Turn the lines below into a numbered list, skipping any blank ones.

-- start of MATERIAL PROVIDED --

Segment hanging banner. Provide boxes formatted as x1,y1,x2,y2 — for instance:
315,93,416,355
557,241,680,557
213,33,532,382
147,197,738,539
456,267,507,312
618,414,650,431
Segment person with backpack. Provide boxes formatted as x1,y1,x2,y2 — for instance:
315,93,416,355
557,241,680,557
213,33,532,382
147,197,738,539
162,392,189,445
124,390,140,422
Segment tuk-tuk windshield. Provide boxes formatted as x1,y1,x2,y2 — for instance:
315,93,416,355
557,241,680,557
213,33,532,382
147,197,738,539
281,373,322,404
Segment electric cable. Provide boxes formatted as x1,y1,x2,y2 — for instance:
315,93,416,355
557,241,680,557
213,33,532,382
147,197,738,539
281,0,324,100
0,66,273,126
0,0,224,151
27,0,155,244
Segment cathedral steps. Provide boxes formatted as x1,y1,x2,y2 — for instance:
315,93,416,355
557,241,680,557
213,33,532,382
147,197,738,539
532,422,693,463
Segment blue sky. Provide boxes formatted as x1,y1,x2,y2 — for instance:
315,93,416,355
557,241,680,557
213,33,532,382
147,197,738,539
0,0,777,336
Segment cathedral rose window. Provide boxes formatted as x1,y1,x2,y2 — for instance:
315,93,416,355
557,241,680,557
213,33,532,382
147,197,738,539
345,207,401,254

-- end of MATERIAL PROVIDED --

→ **ANSWER TO THIS PROBLEM**:
1. Segment hanging banner. Provide boxes formatted as x1,y1,x2,y2 — for instance:
2. 315,93,416,355
3. 557,241,680,557
4. 213,33,532,382
5. 147,197,738,539
6. 456,267,507,312
7. 618,414,650,431
8. Segment person with backpack. Provide boxes formatted as x1,y1,x2,y2 — for instance:
9. 315,93,416,355
10. 557,241,680,557
11. 213,33,532,382
12. 147,197,738,539
13. 162,392,189,445
14. 124,390,140,422
15. Segment tuk-tuk windshield. Provide boxes formatted as x1,y1,x2,y2 — for instance:
16. 315,93,416,355
17. 557,241,680,557
18. 213,33,532,382
19. 147,197,738,539
20. 281,373,322,404
21. Segment electric cable. Provide boxes formatted as x1,y1,x2,y2 — for instance:
22. 315,93,416,355
23. 557,241,680,557
24. 213,33,532,382
25. 147,197,738,539
26. 281,0,324,100
27. 0,66,273,126
28. 0,0,224,151
29. 27,0,155,244
30. Segment cathedral steps. Provide boxes formatted as x1,y1,x2,y2 — for instance:
31. 315,93,416,355
32. 557,241,680,557
33. 213,33,532,382
34. 147,197,738,539
35. 532,422,693,463
36. Segment blue sky. Provide boxes formatted as x1,y1,x2,y2 — for instance:
37. 315,93,416,355
38. 557,241,680,557
39. 213,33,532,382
40. 147,197,738,539
41. 0,0,777,336
42. Segment cathedral rose window. Provide boxes formatted as x1,y1,x2,y2 — for instance:
43. 315,93,416,355
44. 557,241,680,557
45. 213,33,532,382
46. 147,197,738,539
47. 345,207,401,254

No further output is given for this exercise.